### Work instructions
Would you repeat the listing below exactly, with no pictures in it?

### Data supplied
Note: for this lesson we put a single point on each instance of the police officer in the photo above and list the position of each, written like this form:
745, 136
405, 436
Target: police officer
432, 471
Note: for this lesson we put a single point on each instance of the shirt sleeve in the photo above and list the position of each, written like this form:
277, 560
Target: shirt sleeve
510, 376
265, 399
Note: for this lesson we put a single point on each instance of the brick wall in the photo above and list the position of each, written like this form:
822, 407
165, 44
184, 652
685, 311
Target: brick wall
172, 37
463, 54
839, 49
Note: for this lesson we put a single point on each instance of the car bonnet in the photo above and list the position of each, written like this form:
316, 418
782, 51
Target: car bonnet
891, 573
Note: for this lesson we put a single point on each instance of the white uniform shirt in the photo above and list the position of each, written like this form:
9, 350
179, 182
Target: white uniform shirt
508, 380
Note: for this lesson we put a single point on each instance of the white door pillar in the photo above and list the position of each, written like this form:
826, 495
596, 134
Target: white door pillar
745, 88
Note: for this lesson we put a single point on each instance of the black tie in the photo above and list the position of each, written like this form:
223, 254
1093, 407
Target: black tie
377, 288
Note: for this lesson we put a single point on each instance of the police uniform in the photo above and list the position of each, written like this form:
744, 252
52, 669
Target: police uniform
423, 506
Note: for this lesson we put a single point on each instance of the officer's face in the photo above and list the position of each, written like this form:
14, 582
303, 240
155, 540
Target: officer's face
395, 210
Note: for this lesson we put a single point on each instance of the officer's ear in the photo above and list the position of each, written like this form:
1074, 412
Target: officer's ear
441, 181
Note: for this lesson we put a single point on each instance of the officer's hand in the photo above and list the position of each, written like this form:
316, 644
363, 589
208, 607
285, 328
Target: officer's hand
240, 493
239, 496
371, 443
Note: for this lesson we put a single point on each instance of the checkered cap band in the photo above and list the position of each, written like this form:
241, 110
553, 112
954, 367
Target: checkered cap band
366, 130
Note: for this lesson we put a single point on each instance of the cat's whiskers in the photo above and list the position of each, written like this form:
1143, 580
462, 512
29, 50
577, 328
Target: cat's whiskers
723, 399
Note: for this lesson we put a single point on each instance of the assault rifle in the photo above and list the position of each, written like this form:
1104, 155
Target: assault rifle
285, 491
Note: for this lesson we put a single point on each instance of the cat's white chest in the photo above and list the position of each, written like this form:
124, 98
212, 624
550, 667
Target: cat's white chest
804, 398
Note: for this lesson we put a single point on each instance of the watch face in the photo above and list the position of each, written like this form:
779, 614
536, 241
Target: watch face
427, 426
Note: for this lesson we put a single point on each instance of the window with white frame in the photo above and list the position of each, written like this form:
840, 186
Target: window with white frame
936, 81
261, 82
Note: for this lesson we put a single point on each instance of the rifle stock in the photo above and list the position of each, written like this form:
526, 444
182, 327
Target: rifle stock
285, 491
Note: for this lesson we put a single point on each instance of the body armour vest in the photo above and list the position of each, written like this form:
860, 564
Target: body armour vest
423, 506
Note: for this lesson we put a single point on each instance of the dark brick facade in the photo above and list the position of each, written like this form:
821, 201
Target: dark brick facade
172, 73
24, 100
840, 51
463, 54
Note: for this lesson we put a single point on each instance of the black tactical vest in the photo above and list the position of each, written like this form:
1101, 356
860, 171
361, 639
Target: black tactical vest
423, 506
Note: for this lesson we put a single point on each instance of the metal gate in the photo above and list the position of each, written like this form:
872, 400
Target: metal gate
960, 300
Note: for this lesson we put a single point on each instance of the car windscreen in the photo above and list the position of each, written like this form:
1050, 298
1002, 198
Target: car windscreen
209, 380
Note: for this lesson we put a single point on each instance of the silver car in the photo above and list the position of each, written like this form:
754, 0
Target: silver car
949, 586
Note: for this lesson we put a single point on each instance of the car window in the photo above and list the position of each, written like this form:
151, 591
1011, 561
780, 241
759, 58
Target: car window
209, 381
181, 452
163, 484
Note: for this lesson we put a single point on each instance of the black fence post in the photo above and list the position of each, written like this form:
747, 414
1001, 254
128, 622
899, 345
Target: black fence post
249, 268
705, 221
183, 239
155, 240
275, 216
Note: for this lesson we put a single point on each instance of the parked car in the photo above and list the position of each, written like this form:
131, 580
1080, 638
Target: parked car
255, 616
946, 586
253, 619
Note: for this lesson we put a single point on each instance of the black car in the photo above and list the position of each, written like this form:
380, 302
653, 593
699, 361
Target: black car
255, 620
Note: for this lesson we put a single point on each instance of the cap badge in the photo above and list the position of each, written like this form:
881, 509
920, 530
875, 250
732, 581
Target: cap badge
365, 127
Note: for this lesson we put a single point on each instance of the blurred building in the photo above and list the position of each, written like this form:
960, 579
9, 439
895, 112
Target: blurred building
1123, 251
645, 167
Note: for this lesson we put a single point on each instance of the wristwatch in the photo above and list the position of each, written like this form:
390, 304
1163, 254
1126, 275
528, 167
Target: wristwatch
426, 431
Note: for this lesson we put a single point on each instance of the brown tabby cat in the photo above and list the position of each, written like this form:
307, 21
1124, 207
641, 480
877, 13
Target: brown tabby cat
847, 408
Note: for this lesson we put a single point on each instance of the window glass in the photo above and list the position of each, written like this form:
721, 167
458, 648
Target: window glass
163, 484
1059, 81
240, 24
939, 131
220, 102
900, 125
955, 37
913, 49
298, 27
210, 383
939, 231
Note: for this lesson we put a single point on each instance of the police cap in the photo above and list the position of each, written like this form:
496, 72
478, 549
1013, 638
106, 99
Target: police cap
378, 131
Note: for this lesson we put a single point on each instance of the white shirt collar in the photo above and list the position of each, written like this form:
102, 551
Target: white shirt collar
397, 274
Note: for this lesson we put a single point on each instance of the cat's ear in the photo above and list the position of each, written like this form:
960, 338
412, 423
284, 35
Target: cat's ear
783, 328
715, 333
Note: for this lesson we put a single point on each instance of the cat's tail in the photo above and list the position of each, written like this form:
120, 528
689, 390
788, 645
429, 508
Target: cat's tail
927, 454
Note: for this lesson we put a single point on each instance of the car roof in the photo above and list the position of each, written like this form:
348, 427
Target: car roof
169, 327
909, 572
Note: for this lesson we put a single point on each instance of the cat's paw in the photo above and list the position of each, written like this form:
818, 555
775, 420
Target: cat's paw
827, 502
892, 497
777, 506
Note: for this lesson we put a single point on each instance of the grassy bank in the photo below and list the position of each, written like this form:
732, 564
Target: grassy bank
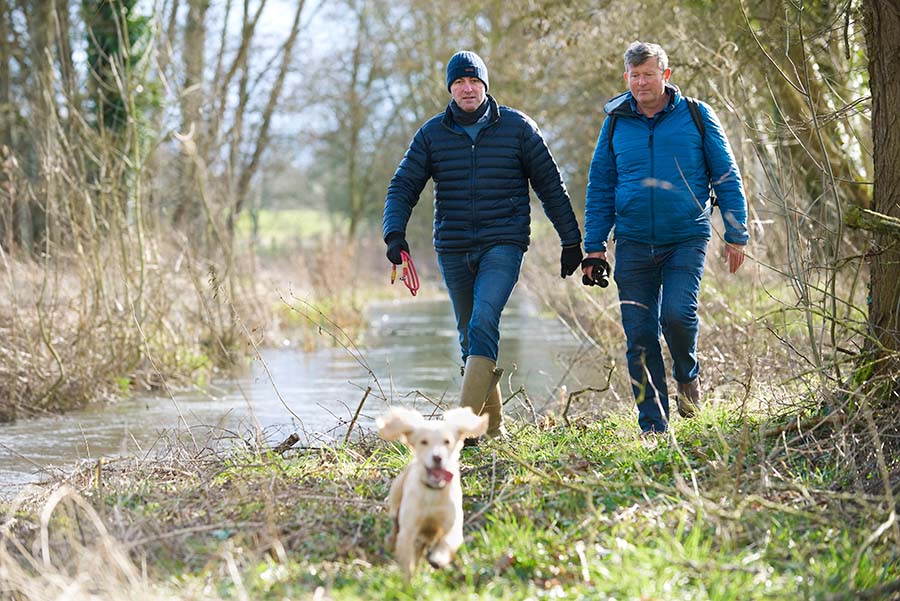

### Your solution
Note: for this lesson we put a single point on each instance of the police officer in the photo above and list the position of each, written like this form:
745, 136
405, 436
Target: police officer
432, 471
Note: for this lesson we put a single point on each instance of the shirt sleeve in the photo above and list the position of each, written like this form:
277, 560
Target: shirt sleeve
510, 376
265, 399
Note: for this lesson we put a single point on each instance of the brick wall in the photo above and list the position of each, written like this form:
822, 407
165, 44
184, 652
685, 311
Target: brick wall
172, 37
463, 54
839, 49
Note: for this lesson we put a single point on each instance of the car bonnet in the photo above and list the position of each, written like this form:
316, 418
782, 51
Target: car bonnet
891, 573
Note: for this lesson we put a single point on each instance of the white uniform shirt in the photo above and list the position of each, written like this form:
9, 350
179, 182
Target: white uniform shirt
508, 380
Note: for this lesson we put a single point on each instance of the white door pillar in the photo above and list the position of each, written like this form:
826, 495
596, 134
Target: white door pillar
745, 88
Note: for this lesson we put a single point on each instance of the black tie in the photo above and list the position of each, written like this form:
223, 254
1093, 407
Target: black tie
377, 288
Note: for this lesson we put a single point on each instance of the police uniform in the photo above and list the position of each, written like this form:
744, 252
52, 669
Target: police uniform
423, 506
Note: for this lesson we put a single point on each instance of the officer's face in the photo above and list the position of each, written like this form:
14, 582
303, 240
155, 540
Target: officer's face
395, 210
Note: for this lesson we put a single point on each instance of the officer's ear in the photo above and list the position of each, written like this form:
1074, 412
Target: officer's ear
441, 181
Note: for this lesson we put a single point on each instance of the officer's hand in the photo above and list the position of each, written like this form:
316, 644
363, 589
208, 607
285, 328
Target: officer's hand
240, 493
239, 496
371, 443
Note: for this lesson we put a single point on each instance of the checkered cap band in the photo above and list the position of each, written like this form:
241, 110
553, 112
954, 367
Target: checkered cap band
366, 130
Note: for this lesson we put a single point on each instance of the cat's whiskers in the photo above and list the position of each, written like this form:
1143, 580
462, 512
29, 50
577, 328
Target: cat's whiskers
723, 399
Note: for this lesson we put a single point on each instance of the assault rifle in the photo above and list the position of each, written like this form:
1104, 155
Target: assault rifle
285, 491
Note: for this lesson we put a single point on each instance of the cat's white chest in the photo above and list the position of each, written like this form:
124, 98
212, 624
550, 667
Target: cat's white chest
804, 398
Note: for this lesson we put a single point on each instance of the watch face in the photo above and list the position of each, written like this form:
779, 614
536, 241
Target: watch face
427, 426
Note: for this lesson we put a single point on each instance of the window with white frame in the photo above and list the position of each, written like this form:
840, 186
Target: window with white frame
936, 81
261, 82
Note: for this lesson we put a single point on each instance of the rifle stock in the photo above and list the position of each, written like this form:
526, 444
182, 327
Target: rifle stock
285, 491
Note: for this lesson we put a single point on each instance of the body armour vest in the photo above and list the position of each, written like this form:
860, 564
Target: body armour vest
423, 506
Note: for this lesson we put a single point on each instance of the dark brick facade in the photo above and list the position of each, written like this form:
821, 201
Target: dark brick facade
172, 73
24, 100
840, 51
463, 54
Note: for this lesson we put a single point on each instance of the black tactical vest in the photo above and list the position of each, written like this form:
1101, 356
860, 171
361, 639
Target: black tactical vest
423, 506
Note: for this lesson we put a single point on each instance of the metal gate in the photo above and list the position of each, written like this form:
872, 400
Target: metal gate
960, 300
Note: for this lesson we put a single point on each instance of the car windscreen in the photo above and list the position of each, written like this form:
1050, 298
1002, 198
Target: car windscreen
209, 380
Note: for this lesson we put a single point on each instance of the silver car in the photo above and list the position of each, written like this form:
754, 0
Target: silver car
949, 586
Note: for this lesson we put a single point on each instance of the car window in the photo above and list the position of each, written like this form:
151, 591
1011, 561
780, 241
759, 58
Target: car window
209, 381
181, 452
163, 484
Note: for this lesson we put a single point on each instance of the black fence post in the photo above and list the position of each, written like this form:
747, 414
1001, 254
128, 622
899, 345
Target: black fence post
249, 268
705, 221
183, 239
155, 240
275, 216
Note: for this lesson we put a single point on each instance of the parked car in the photo above and list the position of each, written like this form:
131, 580
1080, 638
Target: parked car
255, 616
946, 586
253, 619
Note: for this lesson we put a single point on each instance of the black car in the photo above and list the position of each, written like this form:
380, 302
653, 593
699, 361
Target: black car
255, 620
Note: for this lesson we put a single point on each instance of the cap badge in the photo above and list the position of each, written like this form:
881, 509
920, 530
875, 250
732, 581
Target: cap badge
365, 127
Note: for this lesson we put a single point on each instance of the blurred building in the photo above and list the position of each, written like this form:
960, 579
9, 439
895, 112
Target: blurred building
1123, 251
645, 167
Note: for this lesson we put a single point on each instance of the wristwatch in the photo above and list the position of each, written like this form:
390, 304
1163, 254
1126, 275
528, 167
Target: wristwatch
426, 431
Note: for this lesson we put a single point on each instance of the brown tabby cat in the photo above and list the position of each, written like this form:
307, 21
1124, 207
641, 480
877, 13
Target: brown tabby cat
847, 408
Note: for this lesson we put a single point on each instance of the window glass in the photo above and list the position of each, written like this form:
721, 167
458, 648
Target: window glass
163, 484
1059, 81
240, 24
939, 131
220, 102
900, 125
955, 37
913, 49
298, 27
210, 383
939, 231
Note: for this lesson we put a single point on each instance of the police cap in the photo above and list the position of each, written like this form:
496, 72
478, 549
1013, 638
106, 99
Target: police cap
378, 131
Note: for this lesson we put a single point on each instance of the white shirt collar in the photo above and list the position of each, written like this form:
102, 551
Target: white shirt collar
397, 274
Note: for this lesson we put a single point on each instance of the cat's ear in the photo above and list the position of each, written like this form:
960, 338
412, 423
284, 35
Target: cat's ear
783, 328
715, 333
Note: for this lesson we put a single point on each instance of the cat's tail in the photo above and list the position of each, written like this form:
120, 528
689, 390
788, 645
429, 508
Target: cat's tail
927, 454
Note: for this lesson we put a single point on each instance of the car roof in the photo above and list the position of each, written like this form:
348, 427
Target: car roof
169, 327
909, 572
Note: for this lesson we put a single point on each instance of the cat's paw in the photo above and list the position of each, written like this form:
818, 555
775, 420
Target: cat's paw
827, 502
892, 497
777, 506
Note: for this lesson we put a single point on each instance of the grassy bank in the photo below and list the position of each, written like this form:
732, 564
Target: grassy bank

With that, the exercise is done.